◆ What is expected ◆
Return exactly the lines of the records below, starting at the line that contains "positive clicks: (46, 145)" and ending at the line that contains "rough mask: <svg", with both of those lines kept.

◆ Records for processing ◆

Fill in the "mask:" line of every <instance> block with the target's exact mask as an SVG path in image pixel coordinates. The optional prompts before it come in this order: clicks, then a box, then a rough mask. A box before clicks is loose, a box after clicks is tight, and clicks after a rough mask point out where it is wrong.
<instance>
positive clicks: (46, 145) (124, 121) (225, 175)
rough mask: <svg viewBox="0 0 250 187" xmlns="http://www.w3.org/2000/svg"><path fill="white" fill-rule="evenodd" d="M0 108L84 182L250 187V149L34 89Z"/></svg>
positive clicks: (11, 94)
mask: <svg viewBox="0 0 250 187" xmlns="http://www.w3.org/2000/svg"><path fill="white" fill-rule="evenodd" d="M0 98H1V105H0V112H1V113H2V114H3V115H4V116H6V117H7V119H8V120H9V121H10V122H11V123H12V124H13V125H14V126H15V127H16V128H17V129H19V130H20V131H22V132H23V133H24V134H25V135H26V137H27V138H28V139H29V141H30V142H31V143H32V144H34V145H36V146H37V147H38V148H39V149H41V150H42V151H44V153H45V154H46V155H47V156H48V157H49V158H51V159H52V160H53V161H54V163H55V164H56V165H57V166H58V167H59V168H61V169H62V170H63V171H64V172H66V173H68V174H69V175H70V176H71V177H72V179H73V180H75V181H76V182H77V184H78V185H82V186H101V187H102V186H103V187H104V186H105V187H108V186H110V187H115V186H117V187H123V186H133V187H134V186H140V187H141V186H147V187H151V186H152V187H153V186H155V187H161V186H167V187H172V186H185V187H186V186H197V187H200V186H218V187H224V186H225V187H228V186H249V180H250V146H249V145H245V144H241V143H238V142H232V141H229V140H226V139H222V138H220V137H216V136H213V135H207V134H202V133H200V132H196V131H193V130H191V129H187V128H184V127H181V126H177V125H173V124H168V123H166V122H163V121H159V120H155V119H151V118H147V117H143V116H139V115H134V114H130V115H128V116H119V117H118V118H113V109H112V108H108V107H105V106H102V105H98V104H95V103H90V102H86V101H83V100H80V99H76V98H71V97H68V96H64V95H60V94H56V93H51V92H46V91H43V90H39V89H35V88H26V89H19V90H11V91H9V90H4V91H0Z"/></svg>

◆ Solution to the exercise ◆
positive clicks: (46, 145) (124, 121) (225, 175)
rough mask: <svg viewBox="0 0 250 187" xmlns="http://www.w3.org/2000/svg"><path fill="white" fill-rule="evenodd" d="M0 108L84 182L250 187V149L34 89Z"/></svg>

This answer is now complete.